Extracted records:
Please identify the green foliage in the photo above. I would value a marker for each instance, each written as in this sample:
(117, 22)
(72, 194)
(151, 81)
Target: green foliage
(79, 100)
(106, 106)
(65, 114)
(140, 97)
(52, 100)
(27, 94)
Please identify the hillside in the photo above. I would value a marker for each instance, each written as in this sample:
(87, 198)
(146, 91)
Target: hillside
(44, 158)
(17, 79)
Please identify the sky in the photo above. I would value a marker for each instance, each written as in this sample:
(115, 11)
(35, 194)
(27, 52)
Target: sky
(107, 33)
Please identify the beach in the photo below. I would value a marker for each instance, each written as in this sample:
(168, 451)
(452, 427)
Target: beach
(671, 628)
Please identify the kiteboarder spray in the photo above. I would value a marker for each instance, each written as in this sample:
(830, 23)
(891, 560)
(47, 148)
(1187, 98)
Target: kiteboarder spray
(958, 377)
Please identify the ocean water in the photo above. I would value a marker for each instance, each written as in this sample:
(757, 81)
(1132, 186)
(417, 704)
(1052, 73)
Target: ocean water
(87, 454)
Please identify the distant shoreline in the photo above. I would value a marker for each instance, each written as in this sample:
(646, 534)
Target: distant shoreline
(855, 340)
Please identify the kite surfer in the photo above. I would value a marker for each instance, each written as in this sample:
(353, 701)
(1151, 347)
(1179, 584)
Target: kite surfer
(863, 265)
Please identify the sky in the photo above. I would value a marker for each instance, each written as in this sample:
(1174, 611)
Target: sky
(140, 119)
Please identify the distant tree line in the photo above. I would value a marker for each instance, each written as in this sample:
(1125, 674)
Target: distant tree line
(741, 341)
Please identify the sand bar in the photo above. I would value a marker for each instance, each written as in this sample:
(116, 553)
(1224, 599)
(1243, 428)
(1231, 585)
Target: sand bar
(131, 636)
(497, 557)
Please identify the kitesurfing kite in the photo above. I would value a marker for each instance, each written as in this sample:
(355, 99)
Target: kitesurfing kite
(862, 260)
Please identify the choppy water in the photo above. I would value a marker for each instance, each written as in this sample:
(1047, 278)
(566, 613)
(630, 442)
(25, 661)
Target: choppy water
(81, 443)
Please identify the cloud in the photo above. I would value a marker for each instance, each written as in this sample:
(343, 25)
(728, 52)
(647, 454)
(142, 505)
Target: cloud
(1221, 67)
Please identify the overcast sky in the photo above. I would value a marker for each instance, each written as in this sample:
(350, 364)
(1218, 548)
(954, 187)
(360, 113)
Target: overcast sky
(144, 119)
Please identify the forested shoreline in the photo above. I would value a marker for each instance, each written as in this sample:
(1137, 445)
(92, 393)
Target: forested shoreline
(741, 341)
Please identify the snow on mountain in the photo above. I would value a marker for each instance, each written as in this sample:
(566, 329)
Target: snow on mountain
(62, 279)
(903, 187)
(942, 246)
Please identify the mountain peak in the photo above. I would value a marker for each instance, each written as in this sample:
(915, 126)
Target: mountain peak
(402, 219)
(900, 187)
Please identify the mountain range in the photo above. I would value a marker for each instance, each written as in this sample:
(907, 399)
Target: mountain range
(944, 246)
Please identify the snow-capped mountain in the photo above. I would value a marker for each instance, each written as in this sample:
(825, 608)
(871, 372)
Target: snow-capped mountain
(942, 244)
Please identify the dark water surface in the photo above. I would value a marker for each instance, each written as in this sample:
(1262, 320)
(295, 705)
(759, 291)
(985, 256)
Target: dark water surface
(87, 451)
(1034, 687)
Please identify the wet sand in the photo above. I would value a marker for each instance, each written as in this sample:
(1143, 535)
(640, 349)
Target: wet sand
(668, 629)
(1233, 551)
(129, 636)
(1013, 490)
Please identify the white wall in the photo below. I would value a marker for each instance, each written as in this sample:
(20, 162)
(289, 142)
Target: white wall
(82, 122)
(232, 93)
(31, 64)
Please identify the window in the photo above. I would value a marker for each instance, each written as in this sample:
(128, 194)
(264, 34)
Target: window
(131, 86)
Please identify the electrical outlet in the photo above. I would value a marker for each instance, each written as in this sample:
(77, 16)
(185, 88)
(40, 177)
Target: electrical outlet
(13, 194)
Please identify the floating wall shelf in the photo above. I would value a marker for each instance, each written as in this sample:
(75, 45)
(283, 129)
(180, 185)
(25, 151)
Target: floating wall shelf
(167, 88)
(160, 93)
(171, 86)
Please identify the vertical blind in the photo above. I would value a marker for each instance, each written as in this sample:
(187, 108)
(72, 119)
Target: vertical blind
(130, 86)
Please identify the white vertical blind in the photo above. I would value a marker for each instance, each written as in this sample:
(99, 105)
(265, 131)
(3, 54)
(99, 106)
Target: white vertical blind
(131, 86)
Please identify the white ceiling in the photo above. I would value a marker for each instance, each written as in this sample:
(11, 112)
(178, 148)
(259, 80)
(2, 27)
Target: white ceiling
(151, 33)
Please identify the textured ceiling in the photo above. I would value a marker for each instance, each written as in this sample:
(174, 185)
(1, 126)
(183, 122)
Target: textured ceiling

Task description: Say how many lines of the listing above contain "textured", giving nothing but the number.

Reply: 2